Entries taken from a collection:
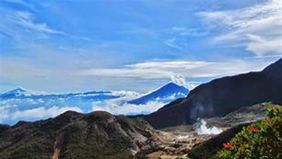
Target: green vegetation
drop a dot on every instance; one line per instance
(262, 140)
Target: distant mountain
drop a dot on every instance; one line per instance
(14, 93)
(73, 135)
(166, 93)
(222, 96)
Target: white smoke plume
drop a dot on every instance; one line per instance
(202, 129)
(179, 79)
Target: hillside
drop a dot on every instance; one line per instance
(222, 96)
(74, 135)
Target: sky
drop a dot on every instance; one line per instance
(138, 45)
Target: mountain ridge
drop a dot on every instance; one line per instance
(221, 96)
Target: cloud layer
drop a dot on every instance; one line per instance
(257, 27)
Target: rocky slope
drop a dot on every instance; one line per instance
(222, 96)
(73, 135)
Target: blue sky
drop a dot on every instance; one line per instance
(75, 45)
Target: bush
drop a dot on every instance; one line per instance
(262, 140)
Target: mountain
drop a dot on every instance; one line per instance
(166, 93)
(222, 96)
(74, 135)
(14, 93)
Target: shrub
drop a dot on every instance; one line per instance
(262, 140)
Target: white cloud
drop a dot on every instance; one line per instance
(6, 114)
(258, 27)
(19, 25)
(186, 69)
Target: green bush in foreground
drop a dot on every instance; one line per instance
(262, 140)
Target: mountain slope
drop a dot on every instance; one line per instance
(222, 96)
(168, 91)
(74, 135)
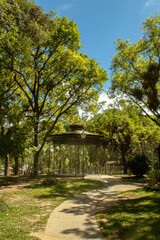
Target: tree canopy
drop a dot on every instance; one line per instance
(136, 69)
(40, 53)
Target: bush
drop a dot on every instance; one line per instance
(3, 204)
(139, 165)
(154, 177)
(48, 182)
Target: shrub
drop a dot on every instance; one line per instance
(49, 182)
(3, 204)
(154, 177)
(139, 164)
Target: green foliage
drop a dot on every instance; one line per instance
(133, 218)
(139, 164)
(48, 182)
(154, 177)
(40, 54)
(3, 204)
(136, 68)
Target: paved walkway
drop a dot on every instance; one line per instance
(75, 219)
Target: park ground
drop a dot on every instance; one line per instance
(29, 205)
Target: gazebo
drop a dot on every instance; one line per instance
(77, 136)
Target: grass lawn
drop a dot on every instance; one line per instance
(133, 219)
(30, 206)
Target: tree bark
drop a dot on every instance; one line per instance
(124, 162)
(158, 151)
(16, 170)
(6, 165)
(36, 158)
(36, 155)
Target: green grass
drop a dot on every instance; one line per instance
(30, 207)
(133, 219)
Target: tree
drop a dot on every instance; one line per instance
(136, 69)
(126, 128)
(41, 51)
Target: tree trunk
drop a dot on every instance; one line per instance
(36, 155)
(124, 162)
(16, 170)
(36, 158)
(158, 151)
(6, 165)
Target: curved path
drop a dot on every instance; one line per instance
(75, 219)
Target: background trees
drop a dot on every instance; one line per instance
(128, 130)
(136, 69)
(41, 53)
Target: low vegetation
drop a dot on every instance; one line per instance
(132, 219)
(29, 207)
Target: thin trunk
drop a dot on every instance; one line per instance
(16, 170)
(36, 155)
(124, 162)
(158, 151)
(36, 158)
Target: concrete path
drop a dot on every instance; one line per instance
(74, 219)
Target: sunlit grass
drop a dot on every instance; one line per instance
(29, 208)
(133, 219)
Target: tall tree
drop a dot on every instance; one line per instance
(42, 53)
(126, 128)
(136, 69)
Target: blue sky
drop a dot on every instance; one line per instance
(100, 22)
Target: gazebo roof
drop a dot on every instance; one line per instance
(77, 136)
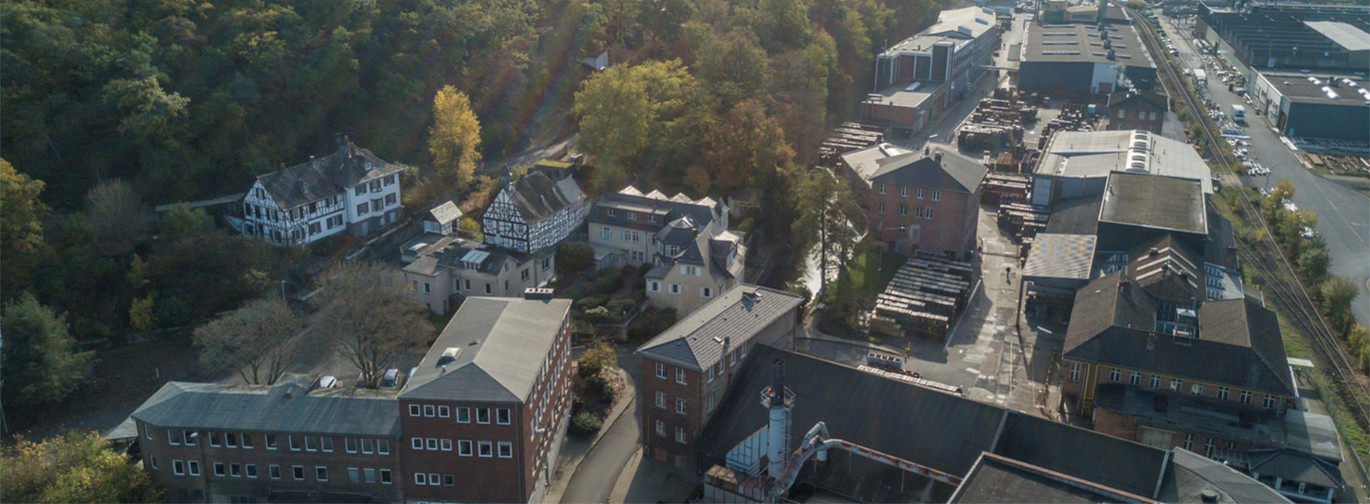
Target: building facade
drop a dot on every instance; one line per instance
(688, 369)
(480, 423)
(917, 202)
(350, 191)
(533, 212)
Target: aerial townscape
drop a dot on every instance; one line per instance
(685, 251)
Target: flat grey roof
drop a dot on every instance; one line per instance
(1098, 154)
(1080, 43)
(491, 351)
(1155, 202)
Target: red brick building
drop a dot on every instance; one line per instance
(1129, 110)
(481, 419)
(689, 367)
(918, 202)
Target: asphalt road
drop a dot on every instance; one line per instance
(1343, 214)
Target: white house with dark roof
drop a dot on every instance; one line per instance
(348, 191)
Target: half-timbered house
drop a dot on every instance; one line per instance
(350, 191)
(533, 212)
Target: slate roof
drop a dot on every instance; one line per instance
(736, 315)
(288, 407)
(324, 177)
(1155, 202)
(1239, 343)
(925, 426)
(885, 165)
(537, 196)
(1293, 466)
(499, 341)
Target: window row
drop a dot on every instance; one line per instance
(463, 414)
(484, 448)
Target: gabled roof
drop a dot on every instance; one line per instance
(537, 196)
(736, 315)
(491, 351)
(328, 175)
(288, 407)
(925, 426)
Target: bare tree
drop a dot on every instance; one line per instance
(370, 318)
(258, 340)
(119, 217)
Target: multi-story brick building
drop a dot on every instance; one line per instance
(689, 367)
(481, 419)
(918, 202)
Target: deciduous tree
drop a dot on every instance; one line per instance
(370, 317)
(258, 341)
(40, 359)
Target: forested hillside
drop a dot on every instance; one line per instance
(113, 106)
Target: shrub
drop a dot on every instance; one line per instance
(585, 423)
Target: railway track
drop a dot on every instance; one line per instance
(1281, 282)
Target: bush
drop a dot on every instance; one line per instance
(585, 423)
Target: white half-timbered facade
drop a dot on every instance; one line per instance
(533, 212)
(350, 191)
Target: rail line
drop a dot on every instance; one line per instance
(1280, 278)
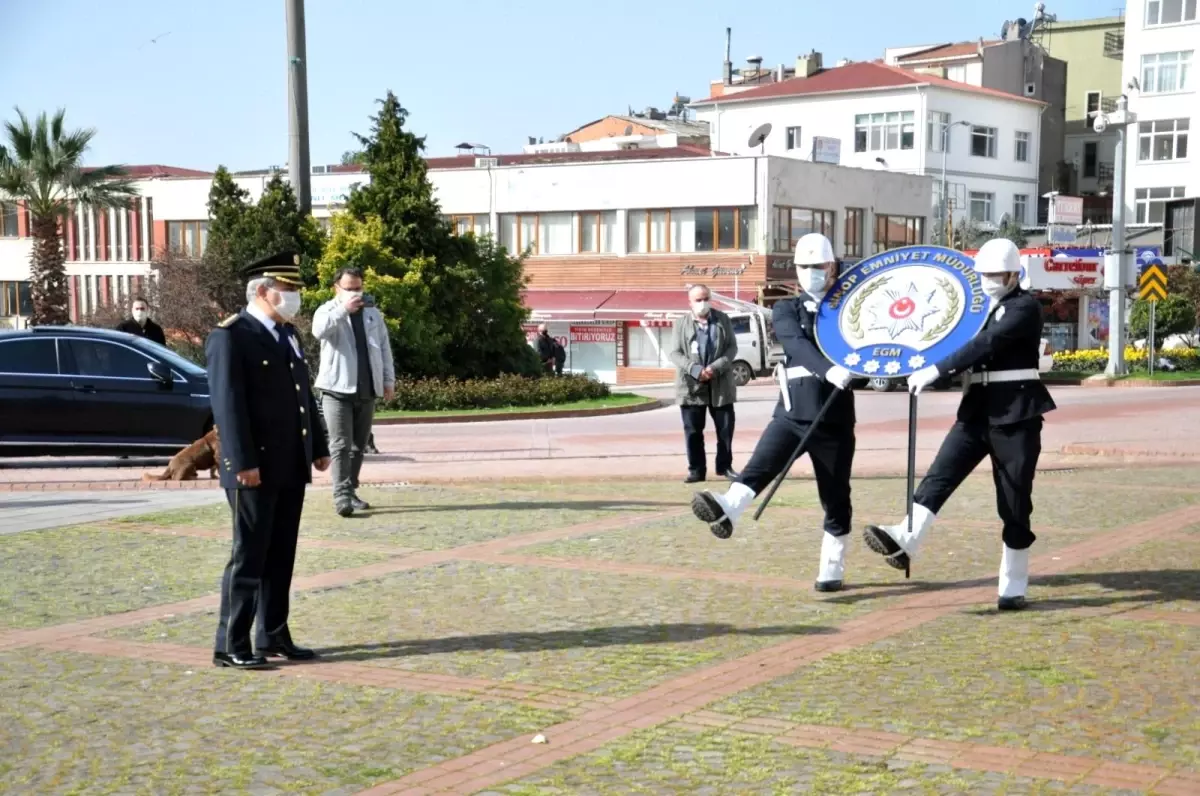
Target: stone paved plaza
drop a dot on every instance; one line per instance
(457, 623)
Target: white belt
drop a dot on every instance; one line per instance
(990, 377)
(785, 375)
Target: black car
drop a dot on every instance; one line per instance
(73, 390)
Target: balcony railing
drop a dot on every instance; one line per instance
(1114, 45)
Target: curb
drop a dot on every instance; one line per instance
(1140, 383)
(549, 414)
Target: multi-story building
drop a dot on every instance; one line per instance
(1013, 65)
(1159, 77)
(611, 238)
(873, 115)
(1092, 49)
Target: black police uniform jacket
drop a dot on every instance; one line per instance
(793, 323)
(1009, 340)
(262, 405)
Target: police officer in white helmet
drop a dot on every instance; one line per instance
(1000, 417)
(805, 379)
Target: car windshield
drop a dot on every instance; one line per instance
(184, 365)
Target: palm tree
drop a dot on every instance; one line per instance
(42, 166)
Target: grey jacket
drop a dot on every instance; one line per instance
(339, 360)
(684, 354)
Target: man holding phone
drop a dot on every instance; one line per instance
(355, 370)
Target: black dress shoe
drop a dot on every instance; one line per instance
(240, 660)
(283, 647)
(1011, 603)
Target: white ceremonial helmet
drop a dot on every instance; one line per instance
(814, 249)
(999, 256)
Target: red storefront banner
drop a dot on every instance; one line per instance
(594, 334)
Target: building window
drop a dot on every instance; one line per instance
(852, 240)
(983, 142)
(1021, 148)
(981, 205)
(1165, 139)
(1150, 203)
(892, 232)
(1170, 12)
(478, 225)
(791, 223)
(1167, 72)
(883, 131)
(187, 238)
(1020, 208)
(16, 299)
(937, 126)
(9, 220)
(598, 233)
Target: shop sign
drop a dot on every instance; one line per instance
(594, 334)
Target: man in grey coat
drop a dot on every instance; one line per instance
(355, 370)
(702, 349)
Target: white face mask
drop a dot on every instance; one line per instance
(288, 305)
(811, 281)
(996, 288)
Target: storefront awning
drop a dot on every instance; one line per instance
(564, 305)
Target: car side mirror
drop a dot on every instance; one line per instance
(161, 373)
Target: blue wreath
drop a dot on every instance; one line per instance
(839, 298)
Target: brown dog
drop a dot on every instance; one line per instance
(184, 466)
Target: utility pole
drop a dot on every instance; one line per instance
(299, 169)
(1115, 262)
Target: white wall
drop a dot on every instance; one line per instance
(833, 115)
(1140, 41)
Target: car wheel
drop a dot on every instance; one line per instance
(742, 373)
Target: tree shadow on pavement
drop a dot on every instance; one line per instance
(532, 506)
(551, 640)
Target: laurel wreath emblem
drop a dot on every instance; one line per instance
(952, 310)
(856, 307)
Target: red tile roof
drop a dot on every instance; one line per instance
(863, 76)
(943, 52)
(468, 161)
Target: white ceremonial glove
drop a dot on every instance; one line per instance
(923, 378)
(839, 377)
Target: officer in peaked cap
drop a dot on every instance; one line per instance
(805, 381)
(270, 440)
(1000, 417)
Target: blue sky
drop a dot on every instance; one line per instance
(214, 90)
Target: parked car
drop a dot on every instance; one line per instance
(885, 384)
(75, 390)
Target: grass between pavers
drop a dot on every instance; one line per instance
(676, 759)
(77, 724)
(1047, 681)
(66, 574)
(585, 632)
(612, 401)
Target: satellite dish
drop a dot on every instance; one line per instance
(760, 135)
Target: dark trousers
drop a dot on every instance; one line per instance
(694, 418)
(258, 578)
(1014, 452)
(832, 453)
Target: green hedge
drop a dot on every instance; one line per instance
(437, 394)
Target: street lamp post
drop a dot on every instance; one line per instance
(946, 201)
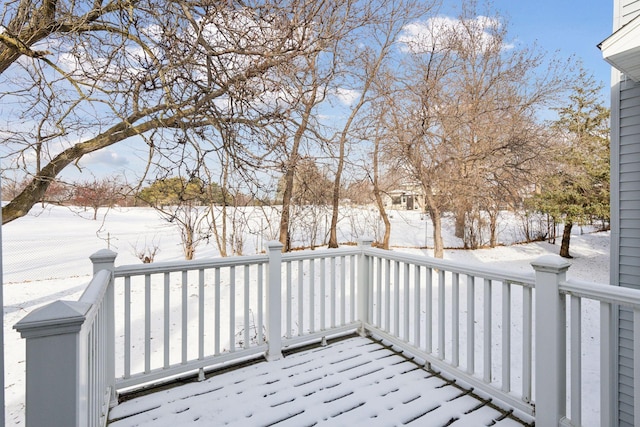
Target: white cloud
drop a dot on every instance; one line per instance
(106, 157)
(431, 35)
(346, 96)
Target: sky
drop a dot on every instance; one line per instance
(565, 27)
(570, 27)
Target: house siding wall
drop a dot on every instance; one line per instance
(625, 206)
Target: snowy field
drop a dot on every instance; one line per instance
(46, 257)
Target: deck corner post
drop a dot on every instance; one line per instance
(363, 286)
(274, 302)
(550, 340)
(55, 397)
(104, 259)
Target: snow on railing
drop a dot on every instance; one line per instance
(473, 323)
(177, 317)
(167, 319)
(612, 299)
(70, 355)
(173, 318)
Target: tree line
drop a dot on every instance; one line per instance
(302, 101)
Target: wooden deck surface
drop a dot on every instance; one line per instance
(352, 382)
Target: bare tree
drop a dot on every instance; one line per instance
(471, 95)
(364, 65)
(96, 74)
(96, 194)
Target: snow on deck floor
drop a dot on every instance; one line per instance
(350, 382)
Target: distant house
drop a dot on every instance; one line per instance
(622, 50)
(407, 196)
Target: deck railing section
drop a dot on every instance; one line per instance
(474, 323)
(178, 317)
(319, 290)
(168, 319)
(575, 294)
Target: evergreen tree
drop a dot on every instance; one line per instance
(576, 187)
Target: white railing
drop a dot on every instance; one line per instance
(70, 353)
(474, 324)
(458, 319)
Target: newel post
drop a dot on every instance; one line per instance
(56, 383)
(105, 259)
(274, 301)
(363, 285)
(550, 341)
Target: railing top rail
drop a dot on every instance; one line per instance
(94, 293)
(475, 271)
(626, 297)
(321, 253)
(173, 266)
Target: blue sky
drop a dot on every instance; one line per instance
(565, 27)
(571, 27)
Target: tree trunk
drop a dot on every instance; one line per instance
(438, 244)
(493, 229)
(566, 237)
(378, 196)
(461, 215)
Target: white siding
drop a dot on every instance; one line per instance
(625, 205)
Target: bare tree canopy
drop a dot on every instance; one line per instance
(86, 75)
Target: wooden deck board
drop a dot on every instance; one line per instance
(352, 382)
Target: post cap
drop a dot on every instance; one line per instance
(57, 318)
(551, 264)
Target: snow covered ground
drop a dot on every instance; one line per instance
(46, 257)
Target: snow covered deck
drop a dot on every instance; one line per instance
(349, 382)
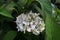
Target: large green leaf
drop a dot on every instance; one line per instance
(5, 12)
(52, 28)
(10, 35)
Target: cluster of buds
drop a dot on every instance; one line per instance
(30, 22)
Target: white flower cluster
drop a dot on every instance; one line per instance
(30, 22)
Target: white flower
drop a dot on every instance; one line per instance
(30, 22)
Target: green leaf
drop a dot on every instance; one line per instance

Aim: Can you pull out the lines from the one containing "Target: white flower cluster" through the last line of the data, both ends included, and reproduce each one unchanged?

Task result:
Target: white flower cluster
drop a dot on every instance; one line per instance
(30, 22)
Target: white flower
drop a dot on every instance; one line per instance
(30, 22)
Target: green leaf
drop a dot on every instance; one line per instance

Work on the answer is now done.